Provided passage
§

Clyne Gardens is a botanical garden in Swansea, Wales, UK. The current park was formed from the landscaped gardens created by Glynn Vivian of the Vivian family who purchased Clyne Castle in 1860. The estate passed in 1921 to his nephew Algernon, 'The Admiral', who owned it until his death in 1952. Clyne Gardens is bordered by Mumbles Road and Mayals Road in the Blackpill and Mayals areas of Swansea, west of the city, and has entrances off both these roads. The gardens are listed on the Cadw/ICOMOS Register of Parks and Gardens of Special Historic Interest in Wales.

== Attractions ==
The gardens consist of 19 hectares of land and have over 2,000 plants, including over 800 rhododendrons for which the gardens are renowned. Clyne holds National Collections of Pieris, Enkianthus and rhododendrons. Due to the cool, wet and temperate local climate, many plants thrive here not normally considered hardy for its latitude. There are extensive bog gardens, home to "giant rhubarb" (Gunnera manicata) and American skunk cabbage.

The gazebo to the right of the castle was built by the Admiral to view the incoming ships as they entered Swansea Bay, and is surrounded by a stand of Monterey pine 'Pinus radiata'. These trees have retained their lower branches which filter the prevailing winds and give greater cover (protection) to the area. A Japanese garden at the top of the gardens has a red and white painted bridge, many bamboo plants and an artificial lake with a waterfall passing underneath the bridge. The water which rises in Clyne Common travels under the Japanese Bridge and through the gardens to join the sea at Blackpill. Alongside the bridge is a fine specimen of the handkerchief tree 'Davidia Involucrata var. vilmoriniana'.

§

Provided records
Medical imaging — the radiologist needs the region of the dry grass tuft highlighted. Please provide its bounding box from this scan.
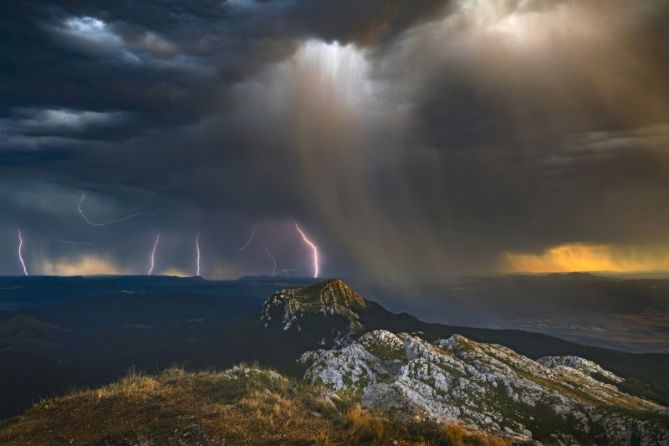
[0,366,510,446]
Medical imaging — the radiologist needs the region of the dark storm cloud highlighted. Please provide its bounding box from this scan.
[0,0,669,276]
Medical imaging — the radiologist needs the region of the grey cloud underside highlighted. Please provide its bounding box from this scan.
[0,0,669,275]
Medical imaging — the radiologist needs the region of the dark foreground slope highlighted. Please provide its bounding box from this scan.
[0,367,510,446]
[0,277,669,418]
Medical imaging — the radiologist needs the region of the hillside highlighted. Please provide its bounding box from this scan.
[0,366,511,446]
[300,330,669,445]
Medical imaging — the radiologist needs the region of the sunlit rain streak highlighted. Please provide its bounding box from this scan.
[237,228,256,254]
[147,232,160,276]
[195,232,200,277]
[77,194,153,226]
[295,222,320,279]
[16,229,28,276]
[260,242,276,277]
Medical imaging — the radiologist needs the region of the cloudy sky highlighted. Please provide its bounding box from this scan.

§

Exercise details
Could you write the next part of the Clyne Gardens text, continuing after its last sentence?

Exercise answer
The park is scattered with small dogs' graves to commemorate the Admiral's family pets. Joy Cottage at the seafront entrance was built as a miniature cottage for the relaxation and education of the Admiral's daughters by nannies employed to teach reading, writing and cookery. Clyne Chapel, built by William Graham Vivian, was opened for worship in 1908. Beneath it, in a private vault, Graham Vivian, his sister Dulcie and the Admiral are buried.

==Notable trees==
The tallest recorded Magnolia in Britain 'Magnolia campbellii var. alba' can be found here. The Oak woodland is a remnant of Clyne Forest, an important Norman 11th century historical feature. Glynn Vivian planted three notable trees still alive in front of the castle: one Wellingtonia 'Sequoiadendron giganteum' and two Monterey cypress 'Cupressus macrocarpa', one a fastigiate form which is also one of the tallest recorded in Britain.